■ **Your objective**
Go to the line containing "Check that each instance of the tree" in the records below and retype from there through the final line, exactly.

■ **Listed records**
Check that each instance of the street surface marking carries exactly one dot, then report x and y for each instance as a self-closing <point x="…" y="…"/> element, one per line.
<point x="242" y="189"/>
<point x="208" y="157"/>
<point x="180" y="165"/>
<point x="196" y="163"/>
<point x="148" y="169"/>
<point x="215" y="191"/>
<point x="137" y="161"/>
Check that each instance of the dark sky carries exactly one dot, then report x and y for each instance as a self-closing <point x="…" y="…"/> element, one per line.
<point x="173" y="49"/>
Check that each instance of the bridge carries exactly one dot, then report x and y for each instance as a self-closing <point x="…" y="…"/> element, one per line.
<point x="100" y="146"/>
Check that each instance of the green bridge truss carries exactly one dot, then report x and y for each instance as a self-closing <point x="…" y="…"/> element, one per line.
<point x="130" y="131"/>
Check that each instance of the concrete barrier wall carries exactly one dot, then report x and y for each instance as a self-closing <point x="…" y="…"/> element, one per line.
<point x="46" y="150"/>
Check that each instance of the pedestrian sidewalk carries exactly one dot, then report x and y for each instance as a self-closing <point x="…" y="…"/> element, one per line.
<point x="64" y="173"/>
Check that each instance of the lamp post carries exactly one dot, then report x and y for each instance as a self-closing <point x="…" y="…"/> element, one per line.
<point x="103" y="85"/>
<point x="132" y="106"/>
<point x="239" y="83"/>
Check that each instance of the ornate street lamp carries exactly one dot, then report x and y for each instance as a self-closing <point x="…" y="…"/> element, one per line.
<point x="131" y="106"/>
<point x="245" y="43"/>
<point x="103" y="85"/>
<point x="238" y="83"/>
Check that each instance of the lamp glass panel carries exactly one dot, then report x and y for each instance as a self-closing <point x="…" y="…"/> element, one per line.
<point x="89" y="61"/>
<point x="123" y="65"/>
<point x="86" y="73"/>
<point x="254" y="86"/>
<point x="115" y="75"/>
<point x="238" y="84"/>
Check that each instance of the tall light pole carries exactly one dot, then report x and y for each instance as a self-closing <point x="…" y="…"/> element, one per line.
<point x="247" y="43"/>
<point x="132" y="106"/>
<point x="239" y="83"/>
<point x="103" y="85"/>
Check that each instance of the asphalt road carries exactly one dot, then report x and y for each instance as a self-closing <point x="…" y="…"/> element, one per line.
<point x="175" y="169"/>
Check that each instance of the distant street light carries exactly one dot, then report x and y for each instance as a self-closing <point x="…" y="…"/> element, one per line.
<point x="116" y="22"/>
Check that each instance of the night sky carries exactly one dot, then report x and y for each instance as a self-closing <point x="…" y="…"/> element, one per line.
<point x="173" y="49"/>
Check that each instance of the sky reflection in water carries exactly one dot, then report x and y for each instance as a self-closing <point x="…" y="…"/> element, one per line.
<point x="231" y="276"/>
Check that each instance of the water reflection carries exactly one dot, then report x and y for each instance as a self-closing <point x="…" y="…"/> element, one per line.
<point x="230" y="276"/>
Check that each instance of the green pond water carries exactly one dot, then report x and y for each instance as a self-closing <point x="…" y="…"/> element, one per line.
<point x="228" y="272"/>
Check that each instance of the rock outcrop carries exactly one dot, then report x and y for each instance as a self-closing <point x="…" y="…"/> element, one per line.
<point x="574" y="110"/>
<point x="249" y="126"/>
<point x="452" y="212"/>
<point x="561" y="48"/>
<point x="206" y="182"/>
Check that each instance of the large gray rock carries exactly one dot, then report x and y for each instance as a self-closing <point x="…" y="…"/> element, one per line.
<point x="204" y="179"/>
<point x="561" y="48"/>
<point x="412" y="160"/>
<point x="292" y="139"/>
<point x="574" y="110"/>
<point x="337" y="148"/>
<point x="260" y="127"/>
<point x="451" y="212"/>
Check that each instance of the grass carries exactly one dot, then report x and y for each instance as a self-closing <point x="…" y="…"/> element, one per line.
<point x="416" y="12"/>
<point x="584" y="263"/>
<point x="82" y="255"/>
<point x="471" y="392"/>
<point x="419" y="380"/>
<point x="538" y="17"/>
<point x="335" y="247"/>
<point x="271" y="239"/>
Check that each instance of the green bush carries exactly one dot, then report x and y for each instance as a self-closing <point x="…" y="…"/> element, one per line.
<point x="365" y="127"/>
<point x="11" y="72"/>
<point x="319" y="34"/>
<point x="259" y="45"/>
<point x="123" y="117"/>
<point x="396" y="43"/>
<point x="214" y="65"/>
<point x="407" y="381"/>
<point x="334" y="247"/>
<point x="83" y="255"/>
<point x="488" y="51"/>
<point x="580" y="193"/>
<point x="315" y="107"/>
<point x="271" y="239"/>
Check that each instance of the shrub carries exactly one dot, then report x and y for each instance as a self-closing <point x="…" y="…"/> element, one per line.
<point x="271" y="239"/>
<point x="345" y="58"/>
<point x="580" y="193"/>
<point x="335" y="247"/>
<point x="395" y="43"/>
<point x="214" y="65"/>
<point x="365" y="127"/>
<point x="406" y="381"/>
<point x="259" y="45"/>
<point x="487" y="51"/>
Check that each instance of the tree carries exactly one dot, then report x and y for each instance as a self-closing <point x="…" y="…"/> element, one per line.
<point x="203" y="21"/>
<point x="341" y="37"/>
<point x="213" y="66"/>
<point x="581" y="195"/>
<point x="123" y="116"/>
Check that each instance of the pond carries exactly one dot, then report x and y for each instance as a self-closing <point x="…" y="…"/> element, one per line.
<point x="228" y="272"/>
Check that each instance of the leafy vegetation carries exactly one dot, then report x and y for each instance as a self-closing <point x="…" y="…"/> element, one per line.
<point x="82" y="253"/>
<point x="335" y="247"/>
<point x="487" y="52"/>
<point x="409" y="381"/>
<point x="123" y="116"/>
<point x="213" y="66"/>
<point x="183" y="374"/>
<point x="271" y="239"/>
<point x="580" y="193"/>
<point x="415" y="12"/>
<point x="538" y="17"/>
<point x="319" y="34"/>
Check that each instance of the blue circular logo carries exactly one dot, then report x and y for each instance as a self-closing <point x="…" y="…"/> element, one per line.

■ **Exercise response**
Check that each instance of the tree carries exactly one dot, then report x and y for each instance as a self-closing <point x="…" y="…"/> element, one per line.
<point x="203" y="21"/>
<point x="341" y="37"/>
<point x="213" y="66"/>
<point x="581" y="195"/>
<point x="123" y="116"/>
Check that each instance of the pond carries exactly one dot, then report x and y for each instance as a self-closing <point x="…" y="…"/> element, one per line.
<point x="228" y="272"/>
Check that each instance of the leafy vegetation carries exactly one dot, then report x and y for each instance as a self-closing <point x="…" y="…"/> element, one per line.
<point x="82" y="253"/>
<point x="335" y="247"/>
<point x="487" y="52"/>
<point x="409" y="381"/>
<point x="123" y="116"/>
<point x="213" y="66"/>
<point x="183" y="374"/>
<point x="271" y="239"/>
<point x="580" y="193"/>
<point x="415" y="12"/>
<point x="538" y="17"/>
<point x="319" y="34"/>
Check that each instance of the blue circular logo carries exactly one dot, then report x and y for each instance as a self-closing <point x="…" y="…"/> element, one per line.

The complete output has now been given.